Dataset rows –
————————
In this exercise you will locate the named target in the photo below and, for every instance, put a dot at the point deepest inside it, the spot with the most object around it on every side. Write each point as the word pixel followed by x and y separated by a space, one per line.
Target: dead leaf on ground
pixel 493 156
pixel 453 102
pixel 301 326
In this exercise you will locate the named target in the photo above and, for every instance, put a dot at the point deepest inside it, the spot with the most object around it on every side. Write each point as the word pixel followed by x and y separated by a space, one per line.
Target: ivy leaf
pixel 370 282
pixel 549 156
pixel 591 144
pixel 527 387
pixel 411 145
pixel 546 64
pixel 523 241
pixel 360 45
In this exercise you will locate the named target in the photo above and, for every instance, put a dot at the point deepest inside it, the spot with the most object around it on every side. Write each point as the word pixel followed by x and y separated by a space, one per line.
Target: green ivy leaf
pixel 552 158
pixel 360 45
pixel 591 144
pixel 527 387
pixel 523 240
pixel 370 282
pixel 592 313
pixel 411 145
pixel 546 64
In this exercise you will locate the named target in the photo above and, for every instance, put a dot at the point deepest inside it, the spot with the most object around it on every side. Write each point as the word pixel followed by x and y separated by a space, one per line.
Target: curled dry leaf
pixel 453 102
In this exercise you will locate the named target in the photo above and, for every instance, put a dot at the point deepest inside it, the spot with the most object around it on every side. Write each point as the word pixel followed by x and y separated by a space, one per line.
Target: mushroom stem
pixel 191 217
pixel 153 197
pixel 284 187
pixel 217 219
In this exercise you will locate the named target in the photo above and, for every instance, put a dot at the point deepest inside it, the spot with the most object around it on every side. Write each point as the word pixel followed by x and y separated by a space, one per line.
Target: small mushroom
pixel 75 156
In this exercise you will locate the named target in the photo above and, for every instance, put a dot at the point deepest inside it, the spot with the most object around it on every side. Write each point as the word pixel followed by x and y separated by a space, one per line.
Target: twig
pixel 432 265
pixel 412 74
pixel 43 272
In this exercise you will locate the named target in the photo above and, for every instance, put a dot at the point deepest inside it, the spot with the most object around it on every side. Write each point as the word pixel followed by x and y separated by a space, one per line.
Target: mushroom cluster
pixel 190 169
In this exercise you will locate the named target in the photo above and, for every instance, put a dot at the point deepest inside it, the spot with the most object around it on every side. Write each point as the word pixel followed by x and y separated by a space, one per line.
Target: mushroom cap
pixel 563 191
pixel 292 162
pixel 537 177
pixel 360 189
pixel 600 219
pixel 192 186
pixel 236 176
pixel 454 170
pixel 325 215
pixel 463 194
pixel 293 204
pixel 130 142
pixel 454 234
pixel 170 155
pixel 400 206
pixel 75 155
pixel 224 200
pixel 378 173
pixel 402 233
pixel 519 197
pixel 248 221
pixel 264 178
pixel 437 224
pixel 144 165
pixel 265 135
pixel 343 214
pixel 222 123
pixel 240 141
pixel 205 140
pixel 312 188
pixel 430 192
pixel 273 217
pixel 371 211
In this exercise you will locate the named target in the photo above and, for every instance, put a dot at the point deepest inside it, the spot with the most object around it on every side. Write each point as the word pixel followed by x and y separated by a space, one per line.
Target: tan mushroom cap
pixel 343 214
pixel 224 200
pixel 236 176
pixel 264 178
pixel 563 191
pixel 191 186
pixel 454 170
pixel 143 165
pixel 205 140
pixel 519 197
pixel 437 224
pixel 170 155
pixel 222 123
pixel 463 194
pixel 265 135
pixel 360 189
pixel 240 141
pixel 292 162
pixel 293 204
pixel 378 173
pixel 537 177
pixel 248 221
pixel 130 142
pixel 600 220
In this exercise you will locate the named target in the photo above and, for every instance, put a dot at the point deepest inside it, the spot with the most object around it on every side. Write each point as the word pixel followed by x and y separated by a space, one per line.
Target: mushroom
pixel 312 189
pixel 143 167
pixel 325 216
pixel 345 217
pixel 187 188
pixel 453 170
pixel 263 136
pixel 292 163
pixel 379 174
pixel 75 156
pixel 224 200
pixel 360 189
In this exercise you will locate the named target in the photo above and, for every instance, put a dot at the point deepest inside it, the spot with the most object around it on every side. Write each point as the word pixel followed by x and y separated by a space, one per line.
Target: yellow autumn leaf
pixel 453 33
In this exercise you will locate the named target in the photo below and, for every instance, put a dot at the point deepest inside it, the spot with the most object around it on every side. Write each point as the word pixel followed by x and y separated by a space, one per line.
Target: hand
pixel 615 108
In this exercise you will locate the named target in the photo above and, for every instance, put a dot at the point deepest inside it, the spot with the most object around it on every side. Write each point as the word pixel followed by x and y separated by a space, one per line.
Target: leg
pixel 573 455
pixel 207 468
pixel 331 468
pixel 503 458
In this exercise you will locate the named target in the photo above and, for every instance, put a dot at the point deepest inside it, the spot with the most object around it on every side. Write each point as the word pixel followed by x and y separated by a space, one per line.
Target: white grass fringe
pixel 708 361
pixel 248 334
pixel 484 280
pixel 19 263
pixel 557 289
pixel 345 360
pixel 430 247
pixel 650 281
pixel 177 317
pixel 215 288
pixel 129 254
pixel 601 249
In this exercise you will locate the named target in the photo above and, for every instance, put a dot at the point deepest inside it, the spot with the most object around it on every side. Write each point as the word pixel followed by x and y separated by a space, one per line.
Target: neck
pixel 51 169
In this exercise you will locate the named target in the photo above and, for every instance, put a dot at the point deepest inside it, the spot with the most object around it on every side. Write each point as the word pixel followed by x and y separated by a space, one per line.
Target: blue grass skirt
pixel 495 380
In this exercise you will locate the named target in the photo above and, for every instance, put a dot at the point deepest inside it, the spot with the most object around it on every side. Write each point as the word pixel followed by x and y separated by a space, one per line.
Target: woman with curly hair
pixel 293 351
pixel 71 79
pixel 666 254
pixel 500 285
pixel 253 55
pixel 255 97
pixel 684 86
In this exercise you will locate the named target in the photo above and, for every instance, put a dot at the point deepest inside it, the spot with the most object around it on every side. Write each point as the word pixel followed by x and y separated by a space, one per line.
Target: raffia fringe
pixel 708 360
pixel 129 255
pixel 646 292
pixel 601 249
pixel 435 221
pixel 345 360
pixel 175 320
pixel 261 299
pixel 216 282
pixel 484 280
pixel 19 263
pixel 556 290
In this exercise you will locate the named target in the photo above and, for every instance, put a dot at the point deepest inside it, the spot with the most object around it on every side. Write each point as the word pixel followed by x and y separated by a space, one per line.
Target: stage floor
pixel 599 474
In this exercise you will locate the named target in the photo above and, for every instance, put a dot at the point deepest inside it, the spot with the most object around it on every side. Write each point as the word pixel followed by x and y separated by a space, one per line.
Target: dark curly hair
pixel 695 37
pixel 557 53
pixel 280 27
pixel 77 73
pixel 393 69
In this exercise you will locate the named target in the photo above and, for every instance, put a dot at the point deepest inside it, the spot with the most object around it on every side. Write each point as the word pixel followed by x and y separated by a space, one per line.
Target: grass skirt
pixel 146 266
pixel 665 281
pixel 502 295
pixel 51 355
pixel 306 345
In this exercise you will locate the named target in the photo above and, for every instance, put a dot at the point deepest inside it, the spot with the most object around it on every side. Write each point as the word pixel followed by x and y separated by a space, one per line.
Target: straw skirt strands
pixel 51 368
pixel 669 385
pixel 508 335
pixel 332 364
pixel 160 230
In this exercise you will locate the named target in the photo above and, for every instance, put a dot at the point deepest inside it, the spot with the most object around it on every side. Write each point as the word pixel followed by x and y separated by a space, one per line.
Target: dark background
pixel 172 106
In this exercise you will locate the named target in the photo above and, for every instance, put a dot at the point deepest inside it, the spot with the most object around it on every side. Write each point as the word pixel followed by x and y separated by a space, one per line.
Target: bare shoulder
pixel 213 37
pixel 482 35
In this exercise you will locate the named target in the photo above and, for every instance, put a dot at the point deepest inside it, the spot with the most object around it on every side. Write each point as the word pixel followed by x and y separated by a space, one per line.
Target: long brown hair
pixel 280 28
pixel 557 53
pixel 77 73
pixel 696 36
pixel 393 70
————————
Please rewrite the rows from the first line up to and including the line with "pixel 301 326" as a JSON list of strings, one string per line, leaving out blank lines.

Finished answer –
[
  "In this exercise you will locate the named target in the photo below and, for every instance, put a dot at the point deepest inside it, the spot with the most object around it on every side. Write each point as the word pixel followed by x and y separated by a space, one per line.",
  "Target: dead leaf on ground",
  "pixel 493 156",
  "pixel 453 102",
  "pixel 301 326"
]